WHAT TO DO
Give the data back exactly. Leave out any images.

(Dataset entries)
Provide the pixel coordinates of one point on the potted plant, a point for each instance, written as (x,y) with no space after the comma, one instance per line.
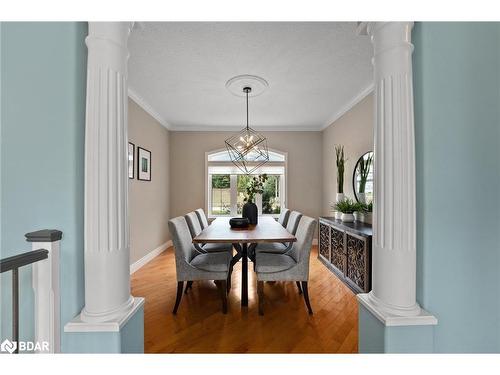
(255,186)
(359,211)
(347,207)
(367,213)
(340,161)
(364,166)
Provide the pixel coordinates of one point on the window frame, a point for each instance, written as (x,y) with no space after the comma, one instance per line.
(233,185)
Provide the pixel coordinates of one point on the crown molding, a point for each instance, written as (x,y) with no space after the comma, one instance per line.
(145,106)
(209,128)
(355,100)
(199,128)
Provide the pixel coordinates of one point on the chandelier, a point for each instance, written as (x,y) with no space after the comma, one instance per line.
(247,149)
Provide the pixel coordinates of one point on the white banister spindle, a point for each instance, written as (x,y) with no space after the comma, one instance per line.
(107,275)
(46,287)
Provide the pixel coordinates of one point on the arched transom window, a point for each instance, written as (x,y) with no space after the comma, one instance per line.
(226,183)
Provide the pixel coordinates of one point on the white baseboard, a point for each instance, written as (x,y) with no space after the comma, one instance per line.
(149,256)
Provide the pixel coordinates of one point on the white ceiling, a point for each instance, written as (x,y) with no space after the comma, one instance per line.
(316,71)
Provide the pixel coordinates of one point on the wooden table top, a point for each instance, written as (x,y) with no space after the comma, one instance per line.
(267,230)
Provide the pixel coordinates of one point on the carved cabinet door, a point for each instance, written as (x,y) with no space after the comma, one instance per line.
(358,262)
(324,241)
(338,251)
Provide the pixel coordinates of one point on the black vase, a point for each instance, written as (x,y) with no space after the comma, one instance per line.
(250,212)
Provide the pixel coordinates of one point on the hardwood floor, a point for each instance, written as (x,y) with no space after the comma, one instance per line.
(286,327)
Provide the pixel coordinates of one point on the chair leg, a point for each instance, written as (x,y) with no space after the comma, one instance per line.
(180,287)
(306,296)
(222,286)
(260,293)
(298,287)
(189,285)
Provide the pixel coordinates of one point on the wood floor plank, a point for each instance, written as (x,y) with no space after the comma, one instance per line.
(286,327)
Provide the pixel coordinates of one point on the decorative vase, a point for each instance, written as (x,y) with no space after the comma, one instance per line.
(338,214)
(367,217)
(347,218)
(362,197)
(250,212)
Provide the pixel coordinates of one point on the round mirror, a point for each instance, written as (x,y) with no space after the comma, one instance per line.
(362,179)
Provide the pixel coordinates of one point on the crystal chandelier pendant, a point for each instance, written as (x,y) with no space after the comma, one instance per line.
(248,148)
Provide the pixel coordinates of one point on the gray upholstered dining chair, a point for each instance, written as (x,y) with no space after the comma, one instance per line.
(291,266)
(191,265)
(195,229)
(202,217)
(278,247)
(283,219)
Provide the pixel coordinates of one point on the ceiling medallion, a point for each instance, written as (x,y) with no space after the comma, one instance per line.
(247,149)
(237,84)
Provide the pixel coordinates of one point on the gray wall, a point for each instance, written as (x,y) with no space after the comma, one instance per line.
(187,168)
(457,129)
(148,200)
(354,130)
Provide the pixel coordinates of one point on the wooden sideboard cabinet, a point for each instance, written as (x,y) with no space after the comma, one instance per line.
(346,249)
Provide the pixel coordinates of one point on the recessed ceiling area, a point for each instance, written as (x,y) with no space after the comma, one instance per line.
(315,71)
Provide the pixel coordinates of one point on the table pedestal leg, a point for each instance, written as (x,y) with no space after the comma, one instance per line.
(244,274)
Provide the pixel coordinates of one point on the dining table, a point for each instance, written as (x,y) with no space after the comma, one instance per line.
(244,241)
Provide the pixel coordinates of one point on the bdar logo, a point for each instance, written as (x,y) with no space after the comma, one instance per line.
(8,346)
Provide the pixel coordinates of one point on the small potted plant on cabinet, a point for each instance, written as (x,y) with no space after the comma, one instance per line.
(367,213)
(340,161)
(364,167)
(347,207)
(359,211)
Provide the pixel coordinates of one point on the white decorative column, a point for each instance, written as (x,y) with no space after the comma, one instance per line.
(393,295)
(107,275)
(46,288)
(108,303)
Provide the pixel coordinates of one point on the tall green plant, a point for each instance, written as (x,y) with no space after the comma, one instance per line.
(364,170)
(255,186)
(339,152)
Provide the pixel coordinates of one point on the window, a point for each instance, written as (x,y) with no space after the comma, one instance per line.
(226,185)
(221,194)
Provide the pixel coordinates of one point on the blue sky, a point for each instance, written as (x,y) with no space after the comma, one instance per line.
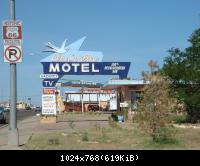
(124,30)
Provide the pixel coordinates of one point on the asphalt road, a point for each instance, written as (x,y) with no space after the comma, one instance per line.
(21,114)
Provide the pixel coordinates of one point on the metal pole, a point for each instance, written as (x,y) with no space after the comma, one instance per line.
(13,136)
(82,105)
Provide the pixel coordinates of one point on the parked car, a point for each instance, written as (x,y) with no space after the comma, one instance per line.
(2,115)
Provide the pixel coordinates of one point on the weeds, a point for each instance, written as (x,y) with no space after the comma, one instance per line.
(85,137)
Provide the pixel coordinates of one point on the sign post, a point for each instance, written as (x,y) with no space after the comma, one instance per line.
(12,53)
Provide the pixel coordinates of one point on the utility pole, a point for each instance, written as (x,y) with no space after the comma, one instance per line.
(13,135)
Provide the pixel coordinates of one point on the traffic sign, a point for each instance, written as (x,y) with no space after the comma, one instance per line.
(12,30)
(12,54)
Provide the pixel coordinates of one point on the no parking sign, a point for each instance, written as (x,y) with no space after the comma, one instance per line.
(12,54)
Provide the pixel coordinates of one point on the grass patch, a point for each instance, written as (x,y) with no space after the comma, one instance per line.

RESPONSE TO THE EXERCISE
Provide the pixel coordinates of one point on the potted plant, a point for each instance, written as (x,y) with no space after the comma, one instance per line.
(255,186)
(359,211)
(347,207)
(367,213)
(340,161)
(364,166)
Provide the pixel coordinates of one point on the window frame, a point for each instance, written as (x,y) with no space after the comma, one instance per line.
(233,185)
Provide the pixel coordinates of one point on the crown molding, a point for each instance, written as (x,y) with no space after the comma, one instance per line.
(145,106)
(209,128)
(355,100)
(199,128)
Provide the pixel coordinates of one point on the chandelier, a point for each instance, written as (x,y) with no space after the comma, one instance per line.
(247,149)
Provide the pixel coordinates of one point on the white banister spindle, a point for each instance, written as (x,y) with no space after the comma, one instance per line.
(107,275)
(46,287)
Provide the pixel coordinates of one point on the arched transom window, a point for each instance, written as (x,y) with no space after the comma, one instance per line.
(226,183)
Provide the pixel coordinates of one point on the white baseboard, a point for each instance, written as (x,y) with no space after the comma, one instance per line.
(149,256)
Provide the pixel coordinates of one point on the white ceiling, a point for each instance, written as (x,y) with no space after the comma, one instance per line.
(316,71)
Provide the pixel coordinates of one point on the wooden table top, a point for each instance, written as (x,y) with no space after the comma, one instance per line.
(267,230)
Provide the pixel coordinates of one point on the carved cabinet door, a point for each instance, written as (x,y) with no space after the comma, one instance per line.
(358,262)
(324,241)
(338,251)
Provide the pixel coordinates of one point on the black vase, a point for each instance, written as (x,y) with no space after the comma, one instance per line.
(250,212)
Provide the pixel coordinates of one point on the hardwood floor, a point for each instance, written as (x,y) with no space after the comma, one instance per line.
(286,327)
Provide the pixel coordinates of one point on the chair leg, a point for each instance, written as (x,y) with no space after the comma, one instance per line.
(180,287)
(306,296)
(222,286)
(260,293)
(298,287)
(189,285)
Provide the pixel coordinates of one point on the wood floor plank, a point for each instance, written as (x,y) with no space after the comma, one instance per line.
(286,327)
Provide the pixel coordinates of one point on the decorative vase, a point for each instance, written as (x,y) with no space after the comma, one instance per line.
(338,214)
(367,217)
(347,218)
(362,197)
(250,212)
Provide the pixel coordinates of one point on the round mirror, a point for each instance, written as (x,y) with no space after the comma, one instance per line.
(362,179)
Provide the pixel coordinates of one point on the crystal chandelier pendant, a point for each instance, written as (x,y) with no space after the comma, one instance per line.
(248,148)
Provide the pixel coordinates of one point on the gray upholstered dining chair, a point for each instance, written as (x,y) with no space after the comma, one instance per line.
(291,266)
(191,265)
(195,229)
(202,217)
(278,247)
(283,219)
Provide the pixel coordinates of one point on the ceiling medallion, a point for each instance, written as (x,y) with no space after the comma, one instance per line.
(247,149)
(237,84)
Provide the pixel coordinates of one point on the gray wall, a point for each instance, written as (x,y) with no space after the comma, one instance per line.
(187,168)
(457,129)
(148,200)
(354,130)
Provide the pixel coordinates of one point on the wooden sideboard cabinet, a point for each instance, written as (x,y) with no space after the comma, one instance per line.
(346,249)
Provide the pixel coordinates of one point on the recessed ceiling area, a point for each instance, written as (x,y) with no space after the comma, one instance per line.
(315,71)
Provide the pixel coordinates of one point on the table pedestal leg, a point for each instance, written as (x,y) with no space after the comma, one instance per line.
(244,274)
Provide the pixel coordinates of one point on the dining table, a point for each instance, written as (x,y) with no space after the comma, one instance per line.
(244,241)
Provide the pixel coordinates of one point on the bdar logo, a point for each instance, written as (x,y) with no space after the comma, one instance per line.
(8,346)
Provide the pixel coordinates of one point on the small potted plant on cabinet, a point for each instance, written as (x,y) with no space after the comma, one instance per line.
(367,213)
(340,161)
(364,167)
(347,207)
(359,211)
Provide the pixel coordinates of one point on the white decorative column, a point for each instance, written as (x,y) with no space after the comma, one instance per line.
(393,295)
(107,275)
(46,288)
(108,303)
Provide the pixel coordinates of one point on the tall green plant, a point for each instance, written as (x,y) with no space after the comma, one instance per line.
(364,170)
(255,186)
(339,152)
Provide the pixel coordinates of one point on the window, a point for each instance, written as (x,y) with no space after the comma, one instance per line.
(226,185)
(221,194)
Provide the pixel coordinates of one point on the blue sky, a point for each instance, written as (x,y) with no space after the comma, one instance per line.
(124,30)
Provide the pixel coordinates of one point on the asphalt road, a point for each instance, written as (x,y) with no space after the comma, one instance per line.
(21,114)
Provide the pixel coordinates of one point on the metal pole, a point for each instance, written as (x,y) with no space after the comma, one instance per line.
(13,136)
(82,105)
Provide the pixel coordinates of one point on the parked car, a point for each instance, written as (x,y) with no space after the comma, one instance per line.
(2,115)
Provide the pixel coordinates of one point on the weeds, a point for each instance, written as (x,y) with no space after the comma, one instance per line.
(85,137)
Provide the pixel coordinates of one point on the sign post, a point for each instance, written as (x,y) with no space after the comma, one instance per line.
(12,53)
Provide the pixel coordinates of one point on the utility pole, a point for each instance, written as (x,y) with no space after the comma, one instance per line.
(13,135)
Provide the pixel coordinates of one point on the traffic sign, a point for each instance, written as (x,y) with no space after the comma, one instance per line.
(12,30)
(12,54)
Provide the pixel coordinates of one point on the no parking sign, a point for each instance, written as (x,y) with no space after the comma, one instance per line.
(12,54)
Provide the pixel coordinates of one point on the grass patch, a point for each instance, written as (x,y) with no space after the comma, one instance per line.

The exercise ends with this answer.